#### EXCERTO PARA LEITURA

MANUEL Figueiredo da Silva, mais conhecido por “Bodas”, nasceu em Aver-o-Mar em 1942. Filho de uma família numerosa, nove irmãos, a vida nunca libertou tempo para a brincadeira: “fui criado no campo. As gigas serviam de berço aos filhos dos seareiros. Muitas vezes íamos de madrugada para o campo e vínhamos noite dentro. A escola era o único lugar onde sobrava um tempinho para as brincadeiras, como jogar à bola ou ao pião. Ainda fiz a 4ª classe, de resto era campo escola e escola campo. Era um tempo de escravatura. Os pobres saiam da escola e nunca mais pegavam num lápis nem liam nada. Só voltei a ler e a escrever na tropa. Tinha tempo, aperfeiçoei a letra e avivei a memória. Escrevi muitas cartas para a minha namorada, actual mulher”.
Manuel Bodas recorda o tempo de namoro: “havia muito respeito e honestidade. Na minha juventude, aos domingos, as moças sentavam-se nos muros da estrada velha, do cruzeiro até à Igreja e a gente ia gatinhando na conversa até sair dali namoro. Um beijo durava meses, dar as mãos na rua às vezes anos e o resto vinha com o casamento. Também se iniciava o amor nas desfolhadas, onde quem encontrasse uma espiga vermelha podia dar um beijo na face da sua amada. Hoje em dia é às descaradas, na rua ou no café. No meu tempo os jovens nem sequer frequentavam as tascas, só depois de casar. Em 1966 eu casei com Geraldina Flores, a mãe do meu único filho”.
Aver-o-Mar ficou conhecida pela terra dos agricultores-pescadores, uma dupla profissão que Manuel Bodas abraçou desde muito jovem. “Trabalhei toda a vida no campo e no mar. O meu pai tinha um barco à vela e a remos (uma Catraia). Ainda adolescente, já ia pescar faneca ou peixe-espada para o mar de Apúlia. Saíamos a remos ou à vela se houvesse vento, quase sempre noite prego, duas ou três horas da madrugada. Às vezes mal dava para comer, outras ainda se vendia um peixito. Também fui ao mar com o meu sogro. Quando o mar dava sargaço ou pilado carregávamos o barco até ficar raso com a água, depois remava-se com mil cuidados até à costa. O pilado apanhava-se com redes de cerco e era posto no areal a secar. Naquele tempo respeitava-se quem trabalha, agora tomaram conta dos areais, privatizaram aquilo que era de todos e já nem há espaço para estender sargaço”. E acrescenta: “quando vim do ultramar continuei a ir ao mar pescar para comer. Depois dos 50 anos, entreguei-me à terra a tempo inteiro”.

########
#### DADOS APRESENTADOS

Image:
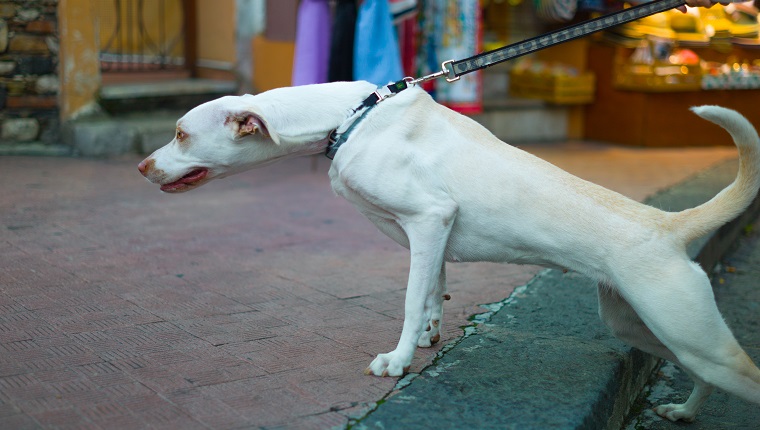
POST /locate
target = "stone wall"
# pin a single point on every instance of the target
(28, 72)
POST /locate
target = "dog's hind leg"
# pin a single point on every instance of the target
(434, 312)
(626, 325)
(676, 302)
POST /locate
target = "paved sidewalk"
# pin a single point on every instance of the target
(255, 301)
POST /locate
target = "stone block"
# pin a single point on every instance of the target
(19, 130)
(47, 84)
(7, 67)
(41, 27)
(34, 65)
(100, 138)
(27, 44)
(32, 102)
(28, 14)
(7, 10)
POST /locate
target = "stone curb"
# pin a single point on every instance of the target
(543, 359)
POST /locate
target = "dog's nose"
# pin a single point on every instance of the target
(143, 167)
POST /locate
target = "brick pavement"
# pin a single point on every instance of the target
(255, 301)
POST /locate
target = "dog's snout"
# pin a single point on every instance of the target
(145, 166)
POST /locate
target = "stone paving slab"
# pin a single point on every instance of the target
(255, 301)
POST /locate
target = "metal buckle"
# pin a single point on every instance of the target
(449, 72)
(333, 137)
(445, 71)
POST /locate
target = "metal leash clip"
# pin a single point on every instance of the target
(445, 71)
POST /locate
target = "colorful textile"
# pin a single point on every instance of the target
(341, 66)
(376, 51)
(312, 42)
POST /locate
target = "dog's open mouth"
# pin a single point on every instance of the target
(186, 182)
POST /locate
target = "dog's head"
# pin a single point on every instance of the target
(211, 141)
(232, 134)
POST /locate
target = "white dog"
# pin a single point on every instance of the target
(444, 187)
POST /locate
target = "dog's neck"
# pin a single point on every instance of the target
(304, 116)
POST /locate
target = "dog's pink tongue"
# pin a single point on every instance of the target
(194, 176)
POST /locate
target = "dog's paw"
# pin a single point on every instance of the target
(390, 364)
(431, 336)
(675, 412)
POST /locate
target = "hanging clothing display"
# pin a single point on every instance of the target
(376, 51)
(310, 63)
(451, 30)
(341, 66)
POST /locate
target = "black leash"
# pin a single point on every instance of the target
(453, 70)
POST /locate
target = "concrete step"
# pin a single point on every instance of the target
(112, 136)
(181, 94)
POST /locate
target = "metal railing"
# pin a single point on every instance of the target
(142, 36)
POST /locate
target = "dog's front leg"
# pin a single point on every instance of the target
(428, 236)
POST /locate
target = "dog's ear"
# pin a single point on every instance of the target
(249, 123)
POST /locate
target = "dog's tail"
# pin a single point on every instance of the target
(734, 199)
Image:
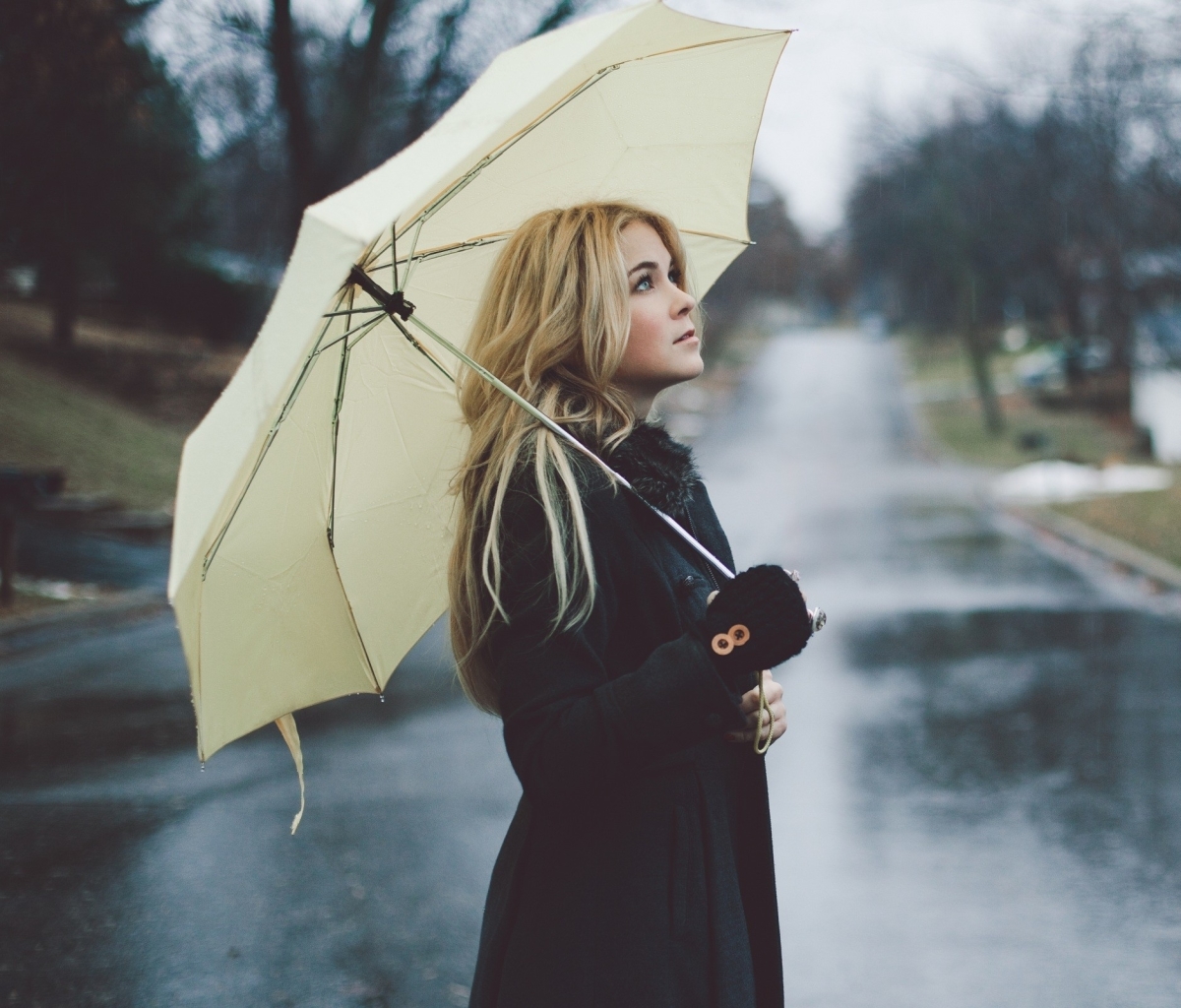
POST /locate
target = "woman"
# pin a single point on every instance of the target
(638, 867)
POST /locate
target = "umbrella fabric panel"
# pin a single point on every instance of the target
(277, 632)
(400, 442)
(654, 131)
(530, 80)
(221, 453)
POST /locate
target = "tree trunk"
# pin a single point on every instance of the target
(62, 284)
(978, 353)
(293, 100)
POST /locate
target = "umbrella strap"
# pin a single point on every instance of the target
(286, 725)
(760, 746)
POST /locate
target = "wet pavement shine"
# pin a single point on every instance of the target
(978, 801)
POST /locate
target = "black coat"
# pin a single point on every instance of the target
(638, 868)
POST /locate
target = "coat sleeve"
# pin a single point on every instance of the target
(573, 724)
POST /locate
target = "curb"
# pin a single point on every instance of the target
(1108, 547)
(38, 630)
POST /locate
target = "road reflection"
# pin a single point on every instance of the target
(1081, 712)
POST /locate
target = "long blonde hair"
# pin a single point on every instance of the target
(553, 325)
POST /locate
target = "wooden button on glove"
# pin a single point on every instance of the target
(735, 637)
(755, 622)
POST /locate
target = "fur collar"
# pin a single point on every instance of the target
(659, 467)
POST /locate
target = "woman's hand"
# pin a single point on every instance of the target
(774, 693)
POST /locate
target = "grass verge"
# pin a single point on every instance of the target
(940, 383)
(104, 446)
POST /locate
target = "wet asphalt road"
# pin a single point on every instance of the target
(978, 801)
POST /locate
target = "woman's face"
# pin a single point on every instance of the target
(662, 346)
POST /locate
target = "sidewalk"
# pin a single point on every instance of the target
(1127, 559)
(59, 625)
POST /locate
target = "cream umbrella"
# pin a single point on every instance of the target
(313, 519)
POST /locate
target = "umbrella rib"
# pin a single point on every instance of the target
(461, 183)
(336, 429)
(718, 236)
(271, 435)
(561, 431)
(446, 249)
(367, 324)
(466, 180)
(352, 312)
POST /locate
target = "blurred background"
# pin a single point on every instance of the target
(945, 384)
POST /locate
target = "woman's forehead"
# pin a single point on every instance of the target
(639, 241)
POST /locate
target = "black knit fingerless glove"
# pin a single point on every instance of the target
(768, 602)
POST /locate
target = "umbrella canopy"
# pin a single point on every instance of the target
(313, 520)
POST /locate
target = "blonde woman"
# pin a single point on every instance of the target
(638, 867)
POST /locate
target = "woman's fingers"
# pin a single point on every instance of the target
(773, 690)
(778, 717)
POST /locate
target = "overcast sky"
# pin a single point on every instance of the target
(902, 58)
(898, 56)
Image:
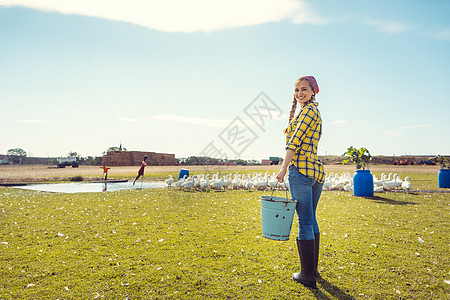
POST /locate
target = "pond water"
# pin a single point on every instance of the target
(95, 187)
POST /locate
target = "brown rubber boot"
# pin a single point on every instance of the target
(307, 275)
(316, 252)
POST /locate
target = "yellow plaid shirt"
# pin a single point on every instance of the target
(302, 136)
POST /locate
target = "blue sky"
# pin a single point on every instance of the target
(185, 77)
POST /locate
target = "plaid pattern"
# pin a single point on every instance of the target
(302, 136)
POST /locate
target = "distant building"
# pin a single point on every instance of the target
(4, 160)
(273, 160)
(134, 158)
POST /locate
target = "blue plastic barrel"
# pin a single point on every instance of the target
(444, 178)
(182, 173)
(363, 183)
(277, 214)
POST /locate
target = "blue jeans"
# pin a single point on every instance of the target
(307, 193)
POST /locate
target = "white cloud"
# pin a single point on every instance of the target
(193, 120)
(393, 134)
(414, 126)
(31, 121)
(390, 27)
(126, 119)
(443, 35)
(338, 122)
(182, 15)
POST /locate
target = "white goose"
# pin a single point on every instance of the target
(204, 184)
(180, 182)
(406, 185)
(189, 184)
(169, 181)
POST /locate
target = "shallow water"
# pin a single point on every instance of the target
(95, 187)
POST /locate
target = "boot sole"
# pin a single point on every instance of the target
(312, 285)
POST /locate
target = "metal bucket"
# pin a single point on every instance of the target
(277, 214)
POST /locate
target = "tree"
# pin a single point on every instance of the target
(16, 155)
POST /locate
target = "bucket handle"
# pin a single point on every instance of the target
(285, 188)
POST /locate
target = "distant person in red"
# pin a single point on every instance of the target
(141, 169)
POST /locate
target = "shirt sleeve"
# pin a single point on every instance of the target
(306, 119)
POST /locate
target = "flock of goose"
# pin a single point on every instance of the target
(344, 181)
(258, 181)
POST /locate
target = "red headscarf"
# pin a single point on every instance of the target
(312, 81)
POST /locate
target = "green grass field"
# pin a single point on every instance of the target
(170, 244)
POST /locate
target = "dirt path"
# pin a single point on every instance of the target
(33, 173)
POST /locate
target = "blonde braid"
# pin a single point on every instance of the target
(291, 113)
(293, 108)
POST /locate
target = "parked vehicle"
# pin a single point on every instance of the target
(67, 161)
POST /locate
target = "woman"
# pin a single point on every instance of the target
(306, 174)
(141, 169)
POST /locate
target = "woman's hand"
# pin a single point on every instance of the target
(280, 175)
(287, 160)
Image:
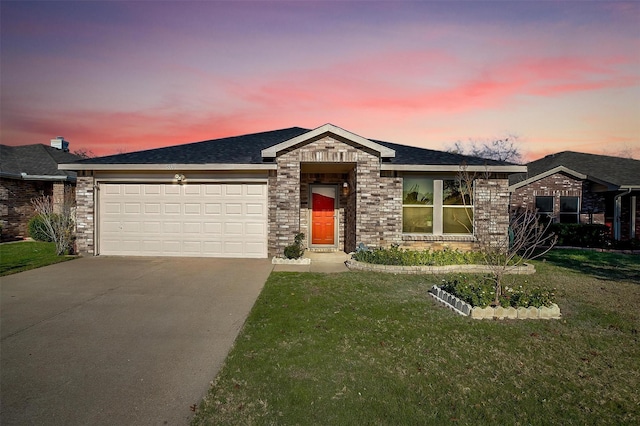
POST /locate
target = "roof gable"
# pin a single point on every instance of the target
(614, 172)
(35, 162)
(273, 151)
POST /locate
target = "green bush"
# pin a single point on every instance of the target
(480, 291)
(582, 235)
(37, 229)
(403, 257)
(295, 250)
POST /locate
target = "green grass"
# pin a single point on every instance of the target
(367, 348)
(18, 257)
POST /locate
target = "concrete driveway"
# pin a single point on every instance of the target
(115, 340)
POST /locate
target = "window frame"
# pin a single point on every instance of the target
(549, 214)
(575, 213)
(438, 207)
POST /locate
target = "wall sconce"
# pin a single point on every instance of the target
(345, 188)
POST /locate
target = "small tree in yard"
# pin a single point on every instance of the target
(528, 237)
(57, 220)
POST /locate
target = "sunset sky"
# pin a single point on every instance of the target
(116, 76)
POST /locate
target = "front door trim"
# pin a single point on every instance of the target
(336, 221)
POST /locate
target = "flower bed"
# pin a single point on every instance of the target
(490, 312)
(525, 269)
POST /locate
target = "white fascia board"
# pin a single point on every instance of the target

########

Continue, por favor, o relato sobre a vida de Manuel Bodas a partir da última frase apresentada.

RESPOSTA:
O serviço militar levou Manuel Bodas para Angola, onde esteve entre 1963/65. “Fui como atirador especial mas o cozinheiro, o Triz, apanhou uma doença, e teve que regressar a Portugal. O plutão foi a votos, coisa rara, e tocou-me a mim substituir o cozinheiro. Mal sabia fritar um ovo mas acabei por aprender a cozinhar com um negro que trabalhava na cozinha do quartel. Tornei-me num bom cozinheiro e acabei por receber um louvor. Estive em Bessa Monteiro e no Caxito, onde tivemos algumas emboscadas. Os militares iam para a Sanzala quebrar o galho com a sua negra. E em vez de deixar a língua no quartel, contavam às mulheres a picada no mato do dia seguinte. Alguns pagaram com a vida”.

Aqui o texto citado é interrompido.